HINTERGRUNDINFO
Wer sind Sans-Papiers
Sans-Papiers sind Migrant:innen ohne geregelten Aufenthaltsstatus. Über die Anzahl der Sans-Papiers in der Schweiz gibt es keine genauen Zahlen. Die Schätzungen gehen von 80‘000 bis 300‘000 Personen aus. Nach der neusten Schätzung leben alleine im Grossraum Zürich 20‘000 Sans-Papiers.
Primäre Sans-Papiers
Es gibt unterschiedliche Gründe, warum eine Person Sans-Papiers wird. Sogenannte „Primäre“ Sans-Papiers besassen nie einen Aufenthaltsstatus in der Schweiz. Das sind vor allem:
- Migrant:innen, die mit einem Touristenvisum einreisen und nach dessen Ablauf hier bleiben.

▶ [Angezeigte Daten]
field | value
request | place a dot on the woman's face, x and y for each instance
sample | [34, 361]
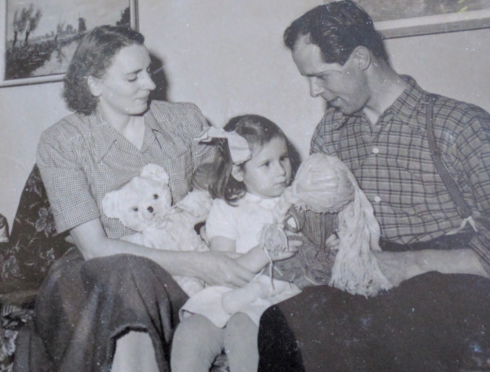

▶ [Arbeitsauftrag]
Erklären Sie anhand des Auszugs über Sans-Papiers, warum Migrant:innen, die mit einem Touristenvisum einreisen, zu den „primären“ Sans-Papiers gezählt werden.

▶ [Antwort zur Aufgabe]
„Primäre“ Sans-Papiers sind Personen, die nie einen Aufenthaltsstatus in der Schweiz besassen. Migrant:innen mit Touristenvisum bleiben nach dessen Ablauf im Land, ohne je einen Aufenthaltsstatus gehabt zu haben.